■ **DATA FOR PROCESSING**:
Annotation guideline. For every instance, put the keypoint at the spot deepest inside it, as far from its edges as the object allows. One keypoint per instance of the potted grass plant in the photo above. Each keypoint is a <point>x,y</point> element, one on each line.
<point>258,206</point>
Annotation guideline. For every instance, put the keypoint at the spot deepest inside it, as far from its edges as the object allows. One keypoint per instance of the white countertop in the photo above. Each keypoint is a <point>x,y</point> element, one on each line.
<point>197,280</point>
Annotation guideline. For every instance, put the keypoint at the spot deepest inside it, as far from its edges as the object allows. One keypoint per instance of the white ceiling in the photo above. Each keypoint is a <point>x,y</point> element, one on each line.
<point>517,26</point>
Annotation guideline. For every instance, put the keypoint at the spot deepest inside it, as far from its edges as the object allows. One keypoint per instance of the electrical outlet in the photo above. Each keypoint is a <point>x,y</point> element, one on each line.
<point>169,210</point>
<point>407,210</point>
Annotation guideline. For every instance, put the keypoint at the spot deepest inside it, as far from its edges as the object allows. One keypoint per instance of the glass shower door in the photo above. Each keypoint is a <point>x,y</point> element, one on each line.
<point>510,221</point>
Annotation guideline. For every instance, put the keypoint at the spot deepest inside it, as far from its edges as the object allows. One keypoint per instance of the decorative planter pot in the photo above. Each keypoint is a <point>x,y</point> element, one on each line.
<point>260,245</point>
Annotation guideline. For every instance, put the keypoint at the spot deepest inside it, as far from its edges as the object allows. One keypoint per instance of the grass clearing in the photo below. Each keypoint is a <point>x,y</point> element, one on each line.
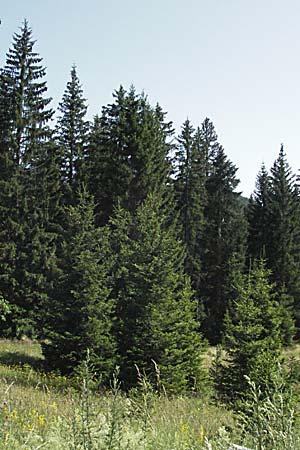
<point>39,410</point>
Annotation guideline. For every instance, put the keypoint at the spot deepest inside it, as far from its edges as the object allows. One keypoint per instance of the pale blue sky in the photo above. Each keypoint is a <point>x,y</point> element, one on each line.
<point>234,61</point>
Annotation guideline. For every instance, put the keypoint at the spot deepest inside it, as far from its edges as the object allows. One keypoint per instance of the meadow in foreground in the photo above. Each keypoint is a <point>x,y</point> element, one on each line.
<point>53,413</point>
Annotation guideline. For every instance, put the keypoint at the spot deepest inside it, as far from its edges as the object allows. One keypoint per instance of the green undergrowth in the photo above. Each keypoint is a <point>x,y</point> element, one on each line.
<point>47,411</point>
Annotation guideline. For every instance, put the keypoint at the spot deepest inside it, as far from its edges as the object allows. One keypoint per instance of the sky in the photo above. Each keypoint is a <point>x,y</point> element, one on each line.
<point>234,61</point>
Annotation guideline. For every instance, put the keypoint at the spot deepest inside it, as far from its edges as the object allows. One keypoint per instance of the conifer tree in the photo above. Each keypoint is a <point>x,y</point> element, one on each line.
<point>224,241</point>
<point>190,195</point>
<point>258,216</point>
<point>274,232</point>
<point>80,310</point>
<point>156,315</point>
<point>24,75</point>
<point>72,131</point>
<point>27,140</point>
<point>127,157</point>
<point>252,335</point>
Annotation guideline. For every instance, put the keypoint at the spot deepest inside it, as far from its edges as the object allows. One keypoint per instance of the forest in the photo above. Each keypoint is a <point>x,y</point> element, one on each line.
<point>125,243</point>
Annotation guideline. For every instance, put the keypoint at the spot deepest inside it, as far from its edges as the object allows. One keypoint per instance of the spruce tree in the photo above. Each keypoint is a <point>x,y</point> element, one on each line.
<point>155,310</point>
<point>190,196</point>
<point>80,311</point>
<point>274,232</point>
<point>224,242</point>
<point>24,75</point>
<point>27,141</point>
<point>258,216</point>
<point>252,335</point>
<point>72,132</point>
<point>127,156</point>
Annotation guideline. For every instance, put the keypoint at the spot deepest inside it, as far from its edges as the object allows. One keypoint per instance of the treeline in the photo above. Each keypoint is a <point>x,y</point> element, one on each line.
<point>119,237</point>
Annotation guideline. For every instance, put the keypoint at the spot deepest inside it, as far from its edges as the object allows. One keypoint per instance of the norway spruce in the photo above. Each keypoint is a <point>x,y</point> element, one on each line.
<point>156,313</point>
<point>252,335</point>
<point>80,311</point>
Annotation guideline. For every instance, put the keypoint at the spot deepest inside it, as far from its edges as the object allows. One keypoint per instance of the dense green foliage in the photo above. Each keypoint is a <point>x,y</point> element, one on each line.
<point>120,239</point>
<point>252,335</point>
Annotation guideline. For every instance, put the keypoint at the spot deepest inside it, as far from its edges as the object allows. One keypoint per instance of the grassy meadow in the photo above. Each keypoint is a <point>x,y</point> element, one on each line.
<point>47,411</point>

■ **PROBLEM DETAILS**: Output the records above exactly as written, but leave out the pictures.

■ **EXPECTED ANSWER**:
Annotation guideline. For every instance, put the keypoint at the spot deepest inside it, as far from its edges as the object allows. One keypoint per instance of the potted grass plant in the photo above. Each keypoint is a <point>x,y</point> element, one on each line.
<point>258,206</point>
Annotation guideline. For every instance, put the keypoint at the spot deepest inside it, as far from its edges as the object allows. One keypoint per instance of the white countertop in the photo above. Each keypoint is a <point>x,y</point> element, one on each line.
<point>197,280</point>
Annotation guideline. For every instance, put the keypoint at the spot deepest inside it, as far from its edges as the object allows. One keypoint per instance of the white ceiling in the photo above. Each keypoint is a <point>x,y</point> element, one on each line.
<point>517,26</point>
Annotation guideline. For every instance, put the keypoint at the spot deepest inside it, as far from its edges as the object allows. One keypoint per instance of the electrical outlet in the photo above. Each keypoint is a <point>x,y</point> element, one on each line.
<point>169,210</point>
<point>407,210</point>
Annotation guideline. For every instance, put the keypoint at the spot deepest inside it, as far from its edges as the object allows. One keypoint per instance of the glass shower door in the photo above. Each keypoint is a <point>x,y</point> element, one on each line.
<point>510,221</point>
Annotation guideline. For every instance, put the keypoint at the spot deepest inside it, as far from its edges as the object allows. One keypoint per instance of the decorative planter pot in the photo above. Each keypoint is a <point>x,y</point> element, one on each line.
<point>260,245</point>
Annotation guideline. For every instance, put the keypoint at the spot deepest inside it, as far from its edges as the object allows. One keypoint per instance of the grass clearing in the photo below. Each keypoint is a <point>x,y</point> element, one on each line.
<point>39,410</point>
Annotation guideline. For every instance, put the keypoint at the spot deepest inside it, as far from its edges as the object allows. One keypoint per instance of the pale blue sky in the photo above. Each keypoint is a <point>x,y</point> element, one on each line.
<point>234,61</point>
Annotation guideline. For every instance, put the keypoint at the spot deepest inside it, as far from its edges as the object allows. One keypoint per instance of the meadow in foreground in the photo above. Each keypoint is a <point>x,y</point> element, one on each line.
<point>53,413</point>
Annotation guideline. For every instance, put the keypoint at the spot deepest inside it, as far from its edges as the object allows. One keypoint per instance of the green undergrowth in the photo above. Each keypoint is a <point>x,y</point> element, one on each line.
<point>47,411</point>
Annotation guideline. For every instance, put the keypoint at the spot deepest inside it, as far from its edges as the object allows. One keypoint per instance of the sky in the photo above. Each keypoint is a <point>x,y</point> element, one on each line.
<point>234,61</point>
Annotation guideline. For every instance, put the keypoint at the spot deepest inside it, as far from its edges as the object allows. One keypoint per instance of the conifer tree in the photo above. Each keypoint is a <point>x,y</point> element, one on each line.
<point>224,241</point>
<point>190,195</point>
<point>258,216</point>
<point>274,232</point>
<point>80,310</point>
<point>156,315</point>
<point>24,75</point>
<point>72,131</point>
<point>27,140</point>
<point>127,157</point>
<point>252,335</point>
Annotation guideline. For every instance, put the keypoint at the spot deepest inside it, as far from its edges as the object allows. One keypoint per instance of the forest in the photo above. Each keypoint is a <point>x,y</point> element, one on each line.
<point>125,243</point>
Annotation guideline. For every instance, put the keypoint at the spot deepest inside it, as far from its edges as the object allows. One keypoint per instance of the spruce tree in the photo above. Each keypoint is a <point>x,y</point> element, one on each line.
<point>155,310</point>
<point>190,196</point>
<point>80,311</point>
<point>274,232</point>
<point>224,242</point>
<point>24,75</point>
<point>27,141</point>
<point>258,216</point>
<point>252,335</point>
<point>72,132</point>
<point>127,156</point>
Annotation guideline. For every instance, put the keypoint at the spot deepest inside it, as far from its edges as the object allows. One keypoint per instance of the treeline in the photo above. Each keypoint is a <point>x,y</point> element, one on each line.
<point>119,237</point>
Annotation guideline. For every instance, put the keypoint at the spot deepest inside it, as far from its edges as the object allows. One keypoint per instance of the norway spruce in the photo above. Each keypoint is a <point>x,y</point> element, one on each line.
<point>156,313</point>
<point>252,335</point>
<point>80,311</point>
Annotation guideline. For every instance, put the keypoint at the spot deepest inside it, as far from its edges as the object allows. One keypoint per instance of the dense green foliage in the photo above. Each keypoint is a <point>x,y</point> element, one on each line.
<point>120,239</point>
<point>252,335</point>
Annotation guideline. For every instance, put the keypoint at the spot deepest inside it, as far from its edges as the object allows. One keypoint per instance of the grassy meadow in the photo above. Each keypoint is a <point>x,y</point> element, one on each line.
<point>47,411</point>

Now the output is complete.